■ Problem
Rewrite these lines, starting with the line that contains "Query: orange roof tile" and going on through the end of the lines, with 19 added to every x and y coordinate in the answers. Leave the pictures out.

■ Data supplied
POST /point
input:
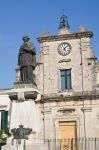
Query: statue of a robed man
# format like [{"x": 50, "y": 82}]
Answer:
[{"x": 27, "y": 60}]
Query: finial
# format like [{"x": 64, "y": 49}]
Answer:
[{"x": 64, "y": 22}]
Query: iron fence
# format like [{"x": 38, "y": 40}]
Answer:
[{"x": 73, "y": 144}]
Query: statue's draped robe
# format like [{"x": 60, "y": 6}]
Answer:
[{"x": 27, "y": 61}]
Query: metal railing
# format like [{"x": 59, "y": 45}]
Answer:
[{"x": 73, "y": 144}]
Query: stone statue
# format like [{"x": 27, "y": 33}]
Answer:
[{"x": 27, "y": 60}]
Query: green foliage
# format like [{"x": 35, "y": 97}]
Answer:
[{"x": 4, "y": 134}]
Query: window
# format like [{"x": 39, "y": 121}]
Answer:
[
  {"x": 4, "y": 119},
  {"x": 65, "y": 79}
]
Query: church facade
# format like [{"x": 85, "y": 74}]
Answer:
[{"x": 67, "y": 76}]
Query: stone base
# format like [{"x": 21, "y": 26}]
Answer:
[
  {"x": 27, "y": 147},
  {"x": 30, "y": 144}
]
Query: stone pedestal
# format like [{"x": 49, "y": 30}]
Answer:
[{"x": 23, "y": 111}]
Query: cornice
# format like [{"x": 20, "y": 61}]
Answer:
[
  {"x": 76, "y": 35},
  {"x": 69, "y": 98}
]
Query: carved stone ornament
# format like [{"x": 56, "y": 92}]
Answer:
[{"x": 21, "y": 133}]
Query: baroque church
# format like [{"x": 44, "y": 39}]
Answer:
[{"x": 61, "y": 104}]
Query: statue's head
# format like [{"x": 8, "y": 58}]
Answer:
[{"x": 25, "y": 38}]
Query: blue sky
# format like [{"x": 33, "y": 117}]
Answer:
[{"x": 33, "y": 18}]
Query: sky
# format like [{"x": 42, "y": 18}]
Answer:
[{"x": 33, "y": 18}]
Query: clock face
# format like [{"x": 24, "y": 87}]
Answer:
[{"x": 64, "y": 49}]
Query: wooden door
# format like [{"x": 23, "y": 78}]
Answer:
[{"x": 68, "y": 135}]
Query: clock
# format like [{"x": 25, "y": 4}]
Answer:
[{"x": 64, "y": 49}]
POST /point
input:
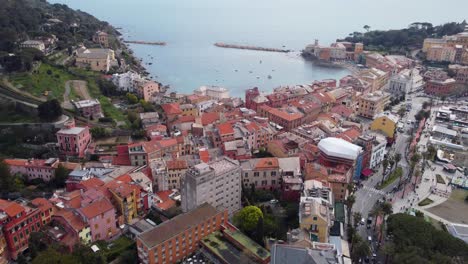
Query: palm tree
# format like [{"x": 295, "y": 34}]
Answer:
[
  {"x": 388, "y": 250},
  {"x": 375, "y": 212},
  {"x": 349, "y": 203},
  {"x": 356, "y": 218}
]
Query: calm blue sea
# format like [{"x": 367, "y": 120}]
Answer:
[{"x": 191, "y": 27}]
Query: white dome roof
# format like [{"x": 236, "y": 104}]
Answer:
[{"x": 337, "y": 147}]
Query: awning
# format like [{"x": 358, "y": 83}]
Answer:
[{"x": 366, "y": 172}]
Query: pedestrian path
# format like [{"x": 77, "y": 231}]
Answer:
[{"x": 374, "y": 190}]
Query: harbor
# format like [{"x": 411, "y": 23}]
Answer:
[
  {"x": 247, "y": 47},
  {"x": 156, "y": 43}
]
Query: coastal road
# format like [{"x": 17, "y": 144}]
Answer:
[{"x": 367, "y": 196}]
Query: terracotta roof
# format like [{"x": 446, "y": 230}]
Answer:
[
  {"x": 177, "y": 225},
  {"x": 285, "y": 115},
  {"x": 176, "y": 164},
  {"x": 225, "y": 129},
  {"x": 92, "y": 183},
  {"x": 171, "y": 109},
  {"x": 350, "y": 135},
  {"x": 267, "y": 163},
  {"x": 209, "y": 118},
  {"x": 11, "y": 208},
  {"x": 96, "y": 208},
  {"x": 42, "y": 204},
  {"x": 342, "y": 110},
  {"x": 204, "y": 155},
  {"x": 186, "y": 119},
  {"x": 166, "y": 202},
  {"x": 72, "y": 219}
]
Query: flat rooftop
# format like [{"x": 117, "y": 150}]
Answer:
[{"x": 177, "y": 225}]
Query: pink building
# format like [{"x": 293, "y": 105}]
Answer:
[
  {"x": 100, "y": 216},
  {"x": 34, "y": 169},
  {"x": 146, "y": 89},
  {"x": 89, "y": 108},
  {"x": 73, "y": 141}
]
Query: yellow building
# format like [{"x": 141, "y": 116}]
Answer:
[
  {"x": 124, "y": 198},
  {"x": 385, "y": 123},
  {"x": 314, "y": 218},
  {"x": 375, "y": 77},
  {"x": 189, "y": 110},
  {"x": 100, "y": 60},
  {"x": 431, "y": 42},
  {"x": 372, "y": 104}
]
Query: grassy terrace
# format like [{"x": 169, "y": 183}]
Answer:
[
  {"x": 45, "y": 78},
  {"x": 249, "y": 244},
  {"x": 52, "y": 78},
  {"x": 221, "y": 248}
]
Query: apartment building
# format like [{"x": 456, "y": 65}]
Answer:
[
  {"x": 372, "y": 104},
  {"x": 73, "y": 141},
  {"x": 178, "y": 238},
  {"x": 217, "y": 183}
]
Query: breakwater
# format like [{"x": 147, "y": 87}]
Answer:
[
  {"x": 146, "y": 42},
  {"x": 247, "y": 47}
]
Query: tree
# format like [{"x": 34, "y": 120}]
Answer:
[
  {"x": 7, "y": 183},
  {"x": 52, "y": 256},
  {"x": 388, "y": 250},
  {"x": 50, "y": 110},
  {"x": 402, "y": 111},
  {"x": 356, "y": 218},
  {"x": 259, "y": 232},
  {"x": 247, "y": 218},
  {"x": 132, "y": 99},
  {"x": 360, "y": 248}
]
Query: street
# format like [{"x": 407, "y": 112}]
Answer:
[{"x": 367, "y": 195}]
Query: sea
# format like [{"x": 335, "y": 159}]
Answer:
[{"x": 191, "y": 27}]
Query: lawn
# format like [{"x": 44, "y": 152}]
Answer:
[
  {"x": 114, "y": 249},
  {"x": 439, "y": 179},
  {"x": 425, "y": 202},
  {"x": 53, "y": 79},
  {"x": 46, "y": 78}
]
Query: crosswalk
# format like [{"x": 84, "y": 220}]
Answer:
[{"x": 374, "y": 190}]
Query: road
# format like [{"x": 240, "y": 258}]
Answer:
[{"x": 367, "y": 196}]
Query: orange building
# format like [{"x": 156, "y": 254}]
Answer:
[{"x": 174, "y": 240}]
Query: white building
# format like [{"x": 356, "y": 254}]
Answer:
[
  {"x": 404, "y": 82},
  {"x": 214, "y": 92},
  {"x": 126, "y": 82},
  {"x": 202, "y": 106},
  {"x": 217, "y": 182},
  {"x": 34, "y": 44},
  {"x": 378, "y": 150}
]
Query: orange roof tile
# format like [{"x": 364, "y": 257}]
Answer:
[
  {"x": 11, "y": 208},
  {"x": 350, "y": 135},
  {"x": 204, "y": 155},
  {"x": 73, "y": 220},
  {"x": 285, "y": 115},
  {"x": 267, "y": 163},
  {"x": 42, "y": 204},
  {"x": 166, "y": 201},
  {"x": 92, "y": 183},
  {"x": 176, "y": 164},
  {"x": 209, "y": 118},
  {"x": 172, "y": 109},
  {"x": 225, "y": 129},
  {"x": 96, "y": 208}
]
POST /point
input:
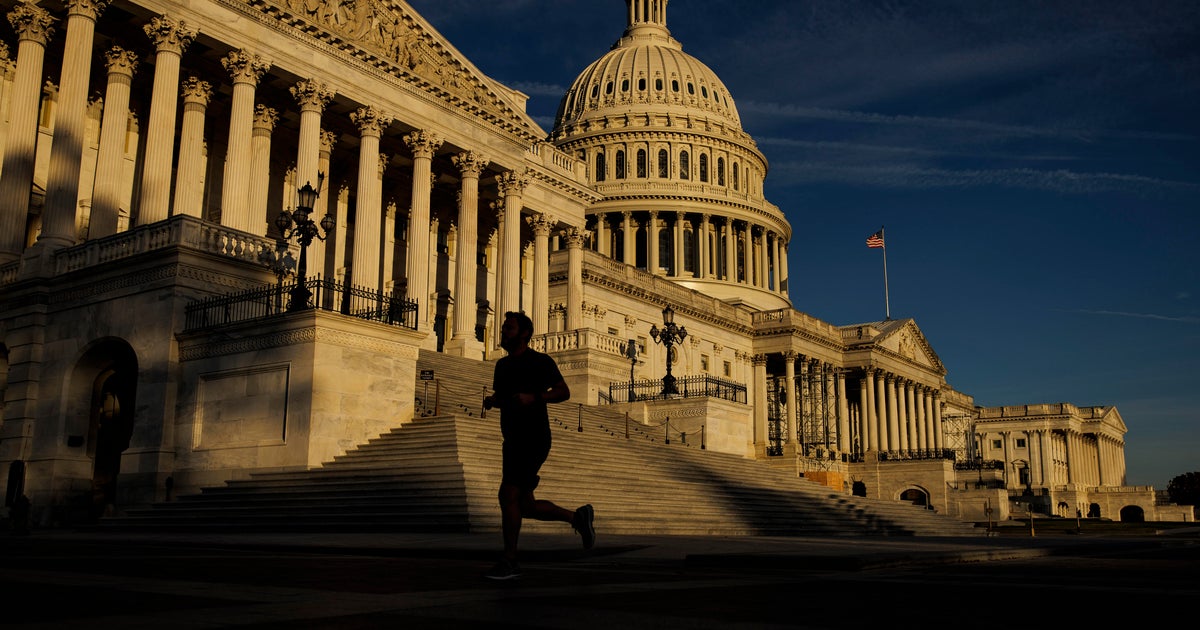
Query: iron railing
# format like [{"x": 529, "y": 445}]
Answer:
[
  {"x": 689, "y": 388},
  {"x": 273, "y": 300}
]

■ Answer to this problem
Query: orange roof tile
# format like [{"x": 364, "y": 257}]
Answer:
[
  {"x": 30, "y": 227},
  {"x": 369, "y": 154},
  {"x": 223, "y": 174},
  {"x": 92, "y": 239},
  {"x": 304, "y": 134},
  {"x": 286, "y": 182},
  {"x": 61, "y": 223},
  {"x": 185, "y": 220},
  {"x": 111, "y": 202},
  {"x": 195, "y": 183},
  {"x": 228, "y": 137},
  {"x": 191, "y": 128},
  {"x": 244, "y": 148},
  {"x": 115, "y": 227}
]
POST /point
input:
Query: iron railing
# format like [{"x": 529, "y": 445}]
Answer:
[
  {"x": 708, "y": 407},
  {"x": 292, "y": 319}
]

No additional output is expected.